Material provided
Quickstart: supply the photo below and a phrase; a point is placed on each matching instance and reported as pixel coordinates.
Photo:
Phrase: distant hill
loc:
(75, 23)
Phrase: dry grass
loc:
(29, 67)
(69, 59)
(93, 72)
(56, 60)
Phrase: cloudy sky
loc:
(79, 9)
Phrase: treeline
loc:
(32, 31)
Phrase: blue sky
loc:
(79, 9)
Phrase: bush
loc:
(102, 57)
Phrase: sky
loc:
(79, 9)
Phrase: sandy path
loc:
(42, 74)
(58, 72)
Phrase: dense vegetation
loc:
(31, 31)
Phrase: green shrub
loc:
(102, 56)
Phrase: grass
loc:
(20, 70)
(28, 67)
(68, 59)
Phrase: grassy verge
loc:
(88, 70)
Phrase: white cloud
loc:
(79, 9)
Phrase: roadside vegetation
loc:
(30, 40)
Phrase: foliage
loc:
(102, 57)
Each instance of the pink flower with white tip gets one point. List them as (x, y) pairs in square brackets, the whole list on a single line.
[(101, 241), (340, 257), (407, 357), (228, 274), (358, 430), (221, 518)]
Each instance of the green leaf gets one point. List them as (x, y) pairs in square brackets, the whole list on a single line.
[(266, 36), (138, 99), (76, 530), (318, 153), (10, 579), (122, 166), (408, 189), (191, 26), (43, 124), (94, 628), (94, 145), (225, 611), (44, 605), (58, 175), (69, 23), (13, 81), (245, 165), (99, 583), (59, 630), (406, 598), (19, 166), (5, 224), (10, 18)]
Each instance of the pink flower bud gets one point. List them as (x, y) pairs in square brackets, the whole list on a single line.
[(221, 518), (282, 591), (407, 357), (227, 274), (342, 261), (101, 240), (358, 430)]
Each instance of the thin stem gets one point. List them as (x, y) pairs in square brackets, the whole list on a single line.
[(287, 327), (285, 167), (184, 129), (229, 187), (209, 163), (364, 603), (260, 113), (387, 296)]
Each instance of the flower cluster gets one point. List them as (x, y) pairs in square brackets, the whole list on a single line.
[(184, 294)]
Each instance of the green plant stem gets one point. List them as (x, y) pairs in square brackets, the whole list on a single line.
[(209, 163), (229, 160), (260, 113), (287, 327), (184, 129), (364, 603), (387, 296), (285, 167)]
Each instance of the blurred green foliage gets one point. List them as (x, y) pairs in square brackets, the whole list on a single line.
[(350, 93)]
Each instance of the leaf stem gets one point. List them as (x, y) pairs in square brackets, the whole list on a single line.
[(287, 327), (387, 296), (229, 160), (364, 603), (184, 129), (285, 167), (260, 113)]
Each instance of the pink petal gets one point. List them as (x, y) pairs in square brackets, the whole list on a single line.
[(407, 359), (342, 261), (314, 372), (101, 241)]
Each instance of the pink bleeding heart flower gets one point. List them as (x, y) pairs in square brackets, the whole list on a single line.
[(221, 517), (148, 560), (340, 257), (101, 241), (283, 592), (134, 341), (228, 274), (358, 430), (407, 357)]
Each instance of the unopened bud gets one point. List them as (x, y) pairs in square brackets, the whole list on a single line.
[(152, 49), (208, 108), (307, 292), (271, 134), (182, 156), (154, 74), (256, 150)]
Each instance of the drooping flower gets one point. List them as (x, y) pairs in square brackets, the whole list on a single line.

Task instructions
Write out each entry above exactly as it is written.

Task solution
Quickstart: supply the photo below and a phrase; a point is placed on each matching instance and reported as pixel coordinates.
Photo:
Phrase: distant hill
loc:
(75, 23)
Phrase: dry grass
loc:
(29, 67)
(69, 59)
(93, 72)
(56, 60)
Phrase: cloudy sky
loc:
(79, 9)
Phrase: treeline
loc:
(32, 31)
Phrase: blue sky
loc:
(79, 9)
Phrase: bush
loc:
(102, 57)
Phrase: sky
loc:
(79, 9)
Phrase: sandy path
loc:
(42, 74)
(58, 72)
Phrase: dense vegetation
loc:
(31, 31)
Phrase: green shrub
loc:
(102, 56)
Phrase: grass
loc:
(20, 70)
(28, 67)
(68, 59)
Phrase: grassy verge
loc:
(88, 70)
Phrase: white cloud
loc:
(79, 9)
Phrase: roadside vegetation
loc:
(30, 40)
Phrase: foliage
loc:
(102, 57)
Each instance of the pink flower with white tip gets one point. List them as (x, y) pairs in square brackets, the whole list on a single line.
[(101, 241), (340, 257), (407, 357), (228, 274), (358, 430), (221, 518)]
Each instance of the green leaf gets one point. List them as (x, y) pairs in square brackets, the whole list on a single line.
[(266, 36), (138, 99), (76, 530), (318, 153), (10, 579), (122, 166), (408, 189), (191, 26), (43, 124), (94, 628), (94, 145), (225, 611), (44, 605), (58, 175), (69, 23), (13, 81), (245, 165), (99, 583), (59, 630), (406, 598), (19, 166), (5, 224), (10, 18)]
Each instance of the pink flower bud gets one point. List them as (x, y) pairs in square brackets, the whole list on a single line.
[(221, 518), (282, 591), (407, 357), (227, 274), (342, 261), (101, 240), (358, 430)]
Each instance of the thin stem gets one point. List them as (x, y) pairs in square brackets, the whole list on a single line.
[(287, 327), (285, 167), (184, 129), (229, 187), (209, 163), (364, 603), (260, 113), (387, 296)]
Each instance of the flower cluster gets one point. List them as (x, y) pairs in square brackets, the whole list on a single line.
[(184, 294)]
Each instance of the green plant stem gets one point. List them as (x, y) pairs in square brackets, the whole list on a single line.
[(209, 163), (229, 160), (260, 113), (287, 327), (184, 129), (364, 603), (387, 296), (285, 167)]
Each instance of the blurred green foliage gets one point. List them as (x, y) pairs in square brackets, the whole list on a single line.
[(350, 93)]
Each instance of the leaf stem gets one point. List them as (x, y) pairs in square brackets, the whole list on a single line.
[(287, 327), (387, 296), (229, 160), (364, 603), (184, 129), (285, 167), (260, 113)]
Each instance of the pink petal gets one point. List them as (x, y) pairs in square brackets, the whole list on a single line.
[(407, 359), (342, 261), (314, 372), (101, 241)]
Each instance of the pink bleeding heart flower gets one point. List them as (x, y) pairs in square brackets, the whole list on a single line.
[(221, 517), (148, 560), (340, 257), (101, 241), (283, 592), (134, 341), (228, 274), (358, 430), (407, 357)]
Each instance of the unopened bud gets one point. List them as (x, y) pairs in square brackets, the whole list on a single line.
[(152, 49), (208, 108), (307, 292), (271, 134), (182, 156), (154, 74), (256, 150)]
Each instance of the drooping flower gets one point. List them as (x, y) pairs in square brackets, the whole list on a single line.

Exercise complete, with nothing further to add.